Start of Extracted material

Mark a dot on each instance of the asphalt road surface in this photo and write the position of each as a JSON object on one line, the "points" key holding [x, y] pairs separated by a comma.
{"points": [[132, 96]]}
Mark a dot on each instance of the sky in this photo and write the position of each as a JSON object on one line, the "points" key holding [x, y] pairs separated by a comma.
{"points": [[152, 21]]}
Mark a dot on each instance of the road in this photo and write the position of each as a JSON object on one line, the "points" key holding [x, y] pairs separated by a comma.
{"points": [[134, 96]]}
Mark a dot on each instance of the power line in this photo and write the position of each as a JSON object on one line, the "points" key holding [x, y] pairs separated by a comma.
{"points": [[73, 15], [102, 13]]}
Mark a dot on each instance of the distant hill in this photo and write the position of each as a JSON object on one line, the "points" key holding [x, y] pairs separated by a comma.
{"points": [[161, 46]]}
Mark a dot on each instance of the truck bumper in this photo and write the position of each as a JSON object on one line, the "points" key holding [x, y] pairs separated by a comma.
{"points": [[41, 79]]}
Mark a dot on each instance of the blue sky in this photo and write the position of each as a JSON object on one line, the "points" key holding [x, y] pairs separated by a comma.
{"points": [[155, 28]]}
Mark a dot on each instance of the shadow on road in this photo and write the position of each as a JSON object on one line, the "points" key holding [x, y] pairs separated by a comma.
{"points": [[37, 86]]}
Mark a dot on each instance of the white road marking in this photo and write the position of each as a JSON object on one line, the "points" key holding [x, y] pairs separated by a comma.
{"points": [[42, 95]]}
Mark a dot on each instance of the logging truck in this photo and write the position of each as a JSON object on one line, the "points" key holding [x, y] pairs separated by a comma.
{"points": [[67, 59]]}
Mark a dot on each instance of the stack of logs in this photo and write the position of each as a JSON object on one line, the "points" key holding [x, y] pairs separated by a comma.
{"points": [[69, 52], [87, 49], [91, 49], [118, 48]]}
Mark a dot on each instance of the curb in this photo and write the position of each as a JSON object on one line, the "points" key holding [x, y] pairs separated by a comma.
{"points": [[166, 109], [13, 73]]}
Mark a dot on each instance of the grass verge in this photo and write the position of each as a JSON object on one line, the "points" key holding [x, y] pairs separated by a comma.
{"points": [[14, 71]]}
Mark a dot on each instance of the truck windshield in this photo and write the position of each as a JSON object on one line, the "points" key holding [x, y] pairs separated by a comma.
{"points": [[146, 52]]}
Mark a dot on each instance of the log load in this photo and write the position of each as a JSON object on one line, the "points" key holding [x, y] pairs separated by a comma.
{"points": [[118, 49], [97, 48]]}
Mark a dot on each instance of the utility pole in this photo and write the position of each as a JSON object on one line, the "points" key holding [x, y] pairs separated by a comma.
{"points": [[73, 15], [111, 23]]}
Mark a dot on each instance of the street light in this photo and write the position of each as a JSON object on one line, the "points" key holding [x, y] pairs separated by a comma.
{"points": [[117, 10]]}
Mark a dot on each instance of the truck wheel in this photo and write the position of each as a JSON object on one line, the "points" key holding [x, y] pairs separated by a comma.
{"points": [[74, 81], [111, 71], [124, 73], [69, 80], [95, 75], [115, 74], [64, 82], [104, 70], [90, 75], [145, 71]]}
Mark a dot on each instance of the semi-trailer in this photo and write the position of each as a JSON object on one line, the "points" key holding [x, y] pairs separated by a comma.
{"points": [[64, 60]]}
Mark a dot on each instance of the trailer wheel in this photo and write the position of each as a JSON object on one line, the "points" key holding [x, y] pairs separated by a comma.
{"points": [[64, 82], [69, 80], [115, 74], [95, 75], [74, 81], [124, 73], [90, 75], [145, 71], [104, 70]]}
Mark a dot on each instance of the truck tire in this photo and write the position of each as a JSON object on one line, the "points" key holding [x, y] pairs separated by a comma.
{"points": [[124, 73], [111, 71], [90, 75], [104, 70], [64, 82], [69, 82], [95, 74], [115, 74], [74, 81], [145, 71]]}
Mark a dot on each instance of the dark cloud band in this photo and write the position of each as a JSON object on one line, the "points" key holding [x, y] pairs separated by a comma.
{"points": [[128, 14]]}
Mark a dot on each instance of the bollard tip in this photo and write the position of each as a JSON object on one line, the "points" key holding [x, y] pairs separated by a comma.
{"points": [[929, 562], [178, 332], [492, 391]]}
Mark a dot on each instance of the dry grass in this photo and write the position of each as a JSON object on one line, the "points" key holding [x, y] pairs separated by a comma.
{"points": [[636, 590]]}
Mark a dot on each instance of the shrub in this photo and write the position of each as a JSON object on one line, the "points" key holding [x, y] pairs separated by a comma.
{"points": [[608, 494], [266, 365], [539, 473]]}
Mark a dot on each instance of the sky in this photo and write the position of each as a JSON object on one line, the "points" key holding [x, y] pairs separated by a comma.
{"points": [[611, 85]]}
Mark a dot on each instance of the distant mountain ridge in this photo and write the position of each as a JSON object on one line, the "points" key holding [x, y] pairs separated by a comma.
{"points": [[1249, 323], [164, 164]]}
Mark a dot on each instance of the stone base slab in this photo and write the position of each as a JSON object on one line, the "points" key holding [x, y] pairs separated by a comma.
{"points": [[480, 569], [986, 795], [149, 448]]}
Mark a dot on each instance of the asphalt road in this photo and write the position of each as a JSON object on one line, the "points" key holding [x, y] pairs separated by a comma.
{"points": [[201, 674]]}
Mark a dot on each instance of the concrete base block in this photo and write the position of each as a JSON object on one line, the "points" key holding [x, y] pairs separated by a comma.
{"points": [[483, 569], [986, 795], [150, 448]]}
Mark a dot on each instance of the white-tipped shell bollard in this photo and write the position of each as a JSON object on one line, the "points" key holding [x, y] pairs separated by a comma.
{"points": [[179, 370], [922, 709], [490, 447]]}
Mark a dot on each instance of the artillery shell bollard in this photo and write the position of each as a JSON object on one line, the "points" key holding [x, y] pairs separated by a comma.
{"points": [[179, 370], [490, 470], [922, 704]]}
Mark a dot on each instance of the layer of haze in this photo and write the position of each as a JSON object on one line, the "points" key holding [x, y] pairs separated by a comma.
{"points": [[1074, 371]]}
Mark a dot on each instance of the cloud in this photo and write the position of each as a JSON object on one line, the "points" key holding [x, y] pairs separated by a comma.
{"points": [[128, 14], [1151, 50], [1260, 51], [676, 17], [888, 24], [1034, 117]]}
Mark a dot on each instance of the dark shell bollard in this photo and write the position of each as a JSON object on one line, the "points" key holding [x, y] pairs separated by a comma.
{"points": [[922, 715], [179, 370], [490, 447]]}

End of Extracted material

Short exercise: Output the listing above without altering a single character.

The output:
Mark a dot on each instance of the asphalt road surface in this photo and write the position of each as a JSON object on one line, the "points" key holding [x, y] pairs separated by a comma.
{"points": [[132, 96]]}
Mark a dot on each instance of the sky in this photo and write the position of each as a JSON object on one line, the "points" key holding [x, y] pairs separated by a comma.
{"points": [[152, 21]]}
Mark a dot on each instance of the road in this photo and write the position of each as a JSON object on one line, the "points" key holding [x, y] pairs separated by a comma.
{"points": [[134, 96]]}
Mark a dot on each instance of the power line in this photo and write the position of each as a JSON object on one line, the "points" key holding [x, y] pairs separated by a comma.
{"points": [[73, 15], [102, 13]]}
Mark a dot on each instance of the distant hill in this photo and write the position of each as a JSON object on one line, the "points" key holding [x, y] pairs separated by a comma.
{"points": [[161, 46]]}
Mark a dot on each instance of the truck bumper in this photo and write the position of each as a JSON object on one line, the "points" key holding [x, y] pairs separated by a comma.
{"points": [[41, 79]]}
Mark a dot on each instance of the blue sky in this photo and write the position of each as a JSON object on one line, the "points" key holding [x, y] pairs separated by a comma.
{"points": [[155, 28]]}
Mark a dot on each instance of the shadow on road in this photo and write the position of each as a JSON object on one line, the "points" key holding [x, y] pairs separated by a comma.
{"points": [[37, 86]]}
Mark a dot on each instance of the white road marking in this photo and write the position of each as a JSON object on one line, the "points" key holding [x, y] pairs separated by a comma.
{"points": [[42, 95]]}
Mark a dot on each instance of the logging truck in this photo and write the position of each as a JSON object on one line, the "points" key holding [x, y] pairs separated by a comma.
{"points": [[67, 59]]}
Mark a dot on each instance of the stack of logs in this photo and write the position of each as a JSON object on one line, the "points" key holding [x, y] pairs separated by a comma.
{"points": [[69, 52], [87, 49], [91, 49], [118, 48]]}
Mark a dot on each instance of the curb in this photo and write the position of each as a JSON object on one line, the "points" key holding [x, y] pairs separated by a comma.
{"points": [[166, 109], [13, 73]]}
Mark a dot on each instance of the grass verge in this photo and write the position of each as a JSON object on one line, the "points" key holding [x, y] pairs separated by a comma.
{"points": [[14, 71]]}
Mark a dot on each instance of the truck windshield in this photo and write the position of each as a JSON object on one line, the "points" key holding [x, y] pairs separated by a comma.
{"points": [[146, 52]]}
Mark a dot on each instance of the log load in this photo and write the position of each as a JSON object on one line, the "points" key holding [x, y] pairs separated by a comma.
{"points": [[118, 49], [97, 48]]}
Mark a dot on each instance of the utility pole in this photo and write the position of each as a JSON object on one line, the "points" key holding [x, y] pairs separated by a comma.
{"points": [[73, 15], [111, 23]]}
Mark a dot on each instance of the street light in this photo and write the position of each as a JSON object on one line, the "points" key holding [x, y] pairs separated by a comma.
{"points": [[117, 10]]}
Mark a dot on each instance of the truck wheel in this photo and write the position of each as a JSON object on one line, the "points" key holding [x, y] pairs separated by a comma.
{"points": [[74, 81], [111, 71], [124, 73], [69, 80], [95, 75], [115, 74], [64, 82], [104, 70], [90, 75], [145, 71]]}
Mark a dot on each instance of the semi-trailer in this photo and write the position of each as a JSON object on one line, the "points" key holding [x, y] pairs separated by a comma.
{"points": [[64, 60]]}
Mark a dot on each instance of the trailer wheel in this photo and write the position of each as a JSON object on one line, the "points" key holding [x, y] pairs separated by a comma.
{"points": [[64, 82], [69, 80], [115, 74], [95, 75], [74, 81], [124, 73], [90, 75], [145, 71], [104, 70]]}
Mark a dot on each instance of the truck tire in this photo and write the position of each as a JSON object on one line, the "points" key holding [x, y] pairs separated by a comma.
{"points": [[124, 73], [111, 71], [90, 75], [104, 70], [64, 82], [69, 82], [95, 74], [115, 74], [74, 81], [145, 71]]}
Mark a dot on each instance of the dark cloud band in this photo and write the position of each as a JSON object on one line, the "points" key holding [x, y] pairs separated by a comma.
{"points": [[128, 14]]}
Mark a dot on each instance of the bollard tip in this photo and write the position of each as a JSON object on one line, the "points" key holding [x, y] pairs separated by a comma.
{"points": [[929, 562], [178, 332], [492, 391]]}
Mark a dot on each instance of the dry grass in this photo and write the position of each as a JSON object on one line, the "points" key holding [x, y] pairs separated by a comma.
{"points": [[636, 590]]}
Mark a dot on each instance of the shrub in this photo and write the position of each as a JSON object on one line, the "points" key holding [x, y] pairs separated by a comma.
{"points": [[608, 494], [266, 365], [539, 473]]}
Mark a dot on each instance of the sky in this photo and write the position of each as a JSON object on one line, the "points" key holding [x, y] pairs separated by a comma.
{"points": [[611, 85]]}
Mark a dot on each instance of the distant mountain ridge in this photo and write the position of each as a JSON object on one line, the "points" key holding [x, y] pairs separated by a comma.
{"points": [[1249, 323], [164, 164]]}
Mark a dot on each instance of the stone base slab in this photo and write the position of each as a JSON object on one line, the "points" key holding [x, y] pairs separated by a comma.
{"points": [[480, 569], [986, 795], [149, 448]]}
Mark a dot on each instance of the asphalt road in this photo and write the position of each as a JSON object on one line, the "points" key holding [x, y] pairs separated by a comma.
{"points": [[201, 674]]}
Mark a dot on each instance of the concrete base block in this photo and write the position of each as a JSON object on one line, the "points" key holding [x, y] pairs separated by a comma.
{"points": [[483, 569], [986, 795], [150, 448]]}
Mark a dot on each instance of the white-tipped shell bollard in this photo and write the position of each as a JSON object on one line, the "points" key holding [x, y] pairs separated by a comma.
{"points": [[179, 370], [922, 709], [490, 447]]}
Mark a dot on each instance of the artillery shell bollard in this photo and write the position of each as a JSON object on one line, the "points" key holding [x, y] pairs separated by a comma.
{"points": [[179, 370], [490, 470], [922, 704]]}
Mark a dot on each instance of the layer of haze in this photo and write the position of each as a JSON object on one line, the "points" key holding [x, y] pairs separated by a comma.
{"points": [[1074, 371]]}
Mark a dot on each instance of the cloud in this photo and write the position of each as a JSON object on one line, the "points" key holding [x, y] pairs separated by a comma.
{"points": [[128, 14], [1151, 50], [1260, 51], [676, 17], [888, 24], [1034, 117]]}
Mark a dot on each instance of the dark shell bollard in this photo and write the position of each as a JSON object on one line, the "points" key holding [x, y] pairs separated by a comma.
{"points": [[922, 715], [179, 370], [490, 447]]}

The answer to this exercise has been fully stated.